Natural-language object grounding data
== Segment start ==
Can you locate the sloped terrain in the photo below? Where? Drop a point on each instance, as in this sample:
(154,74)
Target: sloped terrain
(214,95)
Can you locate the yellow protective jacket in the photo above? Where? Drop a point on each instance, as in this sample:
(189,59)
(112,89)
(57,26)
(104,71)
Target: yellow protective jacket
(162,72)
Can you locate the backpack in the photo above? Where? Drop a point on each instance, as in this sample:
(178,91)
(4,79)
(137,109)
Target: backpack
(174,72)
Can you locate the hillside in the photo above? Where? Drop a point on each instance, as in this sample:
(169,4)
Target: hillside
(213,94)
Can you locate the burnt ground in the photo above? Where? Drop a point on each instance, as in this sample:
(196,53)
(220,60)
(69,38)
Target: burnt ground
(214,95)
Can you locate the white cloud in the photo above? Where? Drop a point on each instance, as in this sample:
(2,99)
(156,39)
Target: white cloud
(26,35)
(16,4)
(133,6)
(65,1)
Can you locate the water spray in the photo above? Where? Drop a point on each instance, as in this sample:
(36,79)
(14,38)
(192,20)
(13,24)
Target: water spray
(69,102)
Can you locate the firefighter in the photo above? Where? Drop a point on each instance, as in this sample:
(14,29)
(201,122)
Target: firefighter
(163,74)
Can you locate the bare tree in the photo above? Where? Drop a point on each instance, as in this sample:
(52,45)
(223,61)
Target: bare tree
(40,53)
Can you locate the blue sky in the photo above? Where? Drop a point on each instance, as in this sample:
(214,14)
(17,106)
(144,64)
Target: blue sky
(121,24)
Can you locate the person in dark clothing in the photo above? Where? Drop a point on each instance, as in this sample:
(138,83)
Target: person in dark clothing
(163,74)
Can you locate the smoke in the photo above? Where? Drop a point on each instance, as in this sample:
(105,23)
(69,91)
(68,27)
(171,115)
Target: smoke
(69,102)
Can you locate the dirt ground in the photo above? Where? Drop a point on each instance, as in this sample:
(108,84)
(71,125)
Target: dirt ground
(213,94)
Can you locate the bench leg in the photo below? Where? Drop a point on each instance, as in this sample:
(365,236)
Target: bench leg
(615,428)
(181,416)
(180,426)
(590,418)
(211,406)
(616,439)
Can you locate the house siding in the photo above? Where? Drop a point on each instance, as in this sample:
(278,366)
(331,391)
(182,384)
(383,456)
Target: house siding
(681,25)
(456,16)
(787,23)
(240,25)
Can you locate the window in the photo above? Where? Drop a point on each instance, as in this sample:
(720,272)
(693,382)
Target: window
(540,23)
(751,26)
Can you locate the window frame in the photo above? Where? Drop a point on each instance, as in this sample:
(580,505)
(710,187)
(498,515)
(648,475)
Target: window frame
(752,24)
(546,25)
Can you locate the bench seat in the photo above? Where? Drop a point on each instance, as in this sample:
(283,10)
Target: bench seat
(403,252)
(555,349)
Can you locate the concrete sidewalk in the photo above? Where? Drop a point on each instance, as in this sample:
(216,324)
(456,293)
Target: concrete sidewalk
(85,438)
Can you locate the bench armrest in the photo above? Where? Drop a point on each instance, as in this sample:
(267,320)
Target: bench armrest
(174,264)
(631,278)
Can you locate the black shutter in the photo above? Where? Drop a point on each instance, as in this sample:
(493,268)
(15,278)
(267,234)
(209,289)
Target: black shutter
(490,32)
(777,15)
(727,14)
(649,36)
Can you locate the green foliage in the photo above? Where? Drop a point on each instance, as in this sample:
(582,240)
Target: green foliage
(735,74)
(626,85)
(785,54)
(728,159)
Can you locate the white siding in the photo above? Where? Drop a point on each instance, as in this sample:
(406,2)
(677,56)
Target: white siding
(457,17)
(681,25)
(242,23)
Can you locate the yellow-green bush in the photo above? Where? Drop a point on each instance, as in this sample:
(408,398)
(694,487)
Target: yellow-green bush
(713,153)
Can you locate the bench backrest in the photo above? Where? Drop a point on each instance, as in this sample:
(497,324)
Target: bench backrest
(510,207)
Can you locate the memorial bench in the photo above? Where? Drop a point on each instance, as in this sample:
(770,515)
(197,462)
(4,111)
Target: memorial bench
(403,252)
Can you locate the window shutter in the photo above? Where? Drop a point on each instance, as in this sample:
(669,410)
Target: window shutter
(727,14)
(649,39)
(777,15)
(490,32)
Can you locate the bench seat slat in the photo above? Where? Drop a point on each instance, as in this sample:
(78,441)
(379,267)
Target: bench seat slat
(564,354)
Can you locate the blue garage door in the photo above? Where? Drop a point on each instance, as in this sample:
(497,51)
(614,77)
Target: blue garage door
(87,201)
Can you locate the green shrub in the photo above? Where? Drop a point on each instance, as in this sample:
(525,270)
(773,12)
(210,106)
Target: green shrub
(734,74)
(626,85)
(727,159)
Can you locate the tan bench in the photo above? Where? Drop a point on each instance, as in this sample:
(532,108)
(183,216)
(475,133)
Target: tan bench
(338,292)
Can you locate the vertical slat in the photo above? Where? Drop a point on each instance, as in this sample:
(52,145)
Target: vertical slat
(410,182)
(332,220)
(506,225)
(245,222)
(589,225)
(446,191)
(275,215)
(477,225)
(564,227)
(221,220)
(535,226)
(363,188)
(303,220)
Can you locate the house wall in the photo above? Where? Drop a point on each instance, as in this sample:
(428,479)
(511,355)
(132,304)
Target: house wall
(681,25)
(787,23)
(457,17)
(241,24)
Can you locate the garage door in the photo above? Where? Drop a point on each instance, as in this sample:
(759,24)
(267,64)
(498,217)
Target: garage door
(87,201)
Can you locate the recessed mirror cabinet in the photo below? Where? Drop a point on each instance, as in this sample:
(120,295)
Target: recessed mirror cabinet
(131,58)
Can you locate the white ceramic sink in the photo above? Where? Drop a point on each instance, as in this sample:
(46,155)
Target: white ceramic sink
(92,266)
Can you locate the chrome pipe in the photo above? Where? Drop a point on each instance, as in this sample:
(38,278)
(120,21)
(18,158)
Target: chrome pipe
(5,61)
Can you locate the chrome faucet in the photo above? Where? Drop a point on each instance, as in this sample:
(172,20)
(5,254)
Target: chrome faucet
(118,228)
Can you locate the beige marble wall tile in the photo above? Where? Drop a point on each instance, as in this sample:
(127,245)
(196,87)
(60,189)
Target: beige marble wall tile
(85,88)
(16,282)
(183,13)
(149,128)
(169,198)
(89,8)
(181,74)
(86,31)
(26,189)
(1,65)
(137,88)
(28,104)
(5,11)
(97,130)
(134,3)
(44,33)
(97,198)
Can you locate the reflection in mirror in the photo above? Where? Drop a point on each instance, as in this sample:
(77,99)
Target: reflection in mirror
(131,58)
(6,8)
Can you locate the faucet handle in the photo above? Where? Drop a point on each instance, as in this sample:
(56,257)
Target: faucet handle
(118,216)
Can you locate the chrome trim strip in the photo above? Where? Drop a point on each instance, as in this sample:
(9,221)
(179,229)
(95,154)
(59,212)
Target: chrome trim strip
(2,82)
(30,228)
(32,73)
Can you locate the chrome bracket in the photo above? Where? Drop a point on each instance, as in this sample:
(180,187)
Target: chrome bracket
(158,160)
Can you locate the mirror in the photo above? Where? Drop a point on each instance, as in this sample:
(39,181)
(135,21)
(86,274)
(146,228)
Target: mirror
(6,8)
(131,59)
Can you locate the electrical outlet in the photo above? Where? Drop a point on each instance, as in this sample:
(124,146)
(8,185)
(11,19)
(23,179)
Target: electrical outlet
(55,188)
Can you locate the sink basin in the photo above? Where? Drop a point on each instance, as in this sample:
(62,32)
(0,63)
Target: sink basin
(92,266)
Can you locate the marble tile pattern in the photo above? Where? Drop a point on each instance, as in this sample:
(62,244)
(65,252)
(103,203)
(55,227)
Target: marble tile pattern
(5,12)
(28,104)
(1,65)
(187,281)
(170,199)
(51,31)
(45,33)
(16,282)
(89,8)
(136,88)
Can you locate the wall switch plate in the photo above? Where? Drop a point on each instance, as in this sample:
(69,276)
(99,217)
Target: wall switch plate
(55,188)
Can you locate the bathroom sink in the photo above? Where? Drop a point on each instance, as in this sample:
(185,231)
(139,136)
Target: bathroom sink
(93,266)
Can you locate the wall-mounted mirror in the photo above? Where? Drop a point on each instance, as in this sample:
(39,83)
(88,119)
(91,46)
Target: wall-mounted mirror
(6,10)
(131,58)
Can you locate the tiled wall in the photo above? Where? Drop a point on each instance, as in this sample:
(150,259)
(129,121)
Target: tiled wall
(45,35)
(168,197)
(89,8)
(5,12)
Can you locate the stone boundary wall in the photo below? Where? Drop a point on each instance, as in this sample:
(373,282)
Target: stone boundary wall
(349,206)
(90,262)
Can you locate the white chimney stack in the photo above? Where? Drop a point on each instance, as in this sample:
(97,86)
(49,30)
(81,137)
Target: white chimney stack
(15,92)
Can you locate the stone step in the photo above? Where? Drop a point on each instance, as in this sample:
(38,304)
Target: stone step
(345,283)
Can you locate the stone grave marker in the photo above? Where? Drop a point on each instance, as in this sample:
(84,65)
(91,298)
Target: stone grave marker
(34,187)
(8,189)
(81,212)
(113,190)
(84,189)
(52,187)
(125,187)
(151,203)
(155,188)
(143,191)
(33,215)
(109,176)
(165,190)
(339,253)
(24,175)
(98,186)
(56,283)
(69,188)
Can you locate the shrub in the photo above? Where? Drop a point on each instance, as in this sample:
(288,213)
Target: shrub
== Segment end ==
- WHAT TO PRODUCE:
State how many lines in the records contain the string "below". Give the number with no words around it.

- RESULT:
4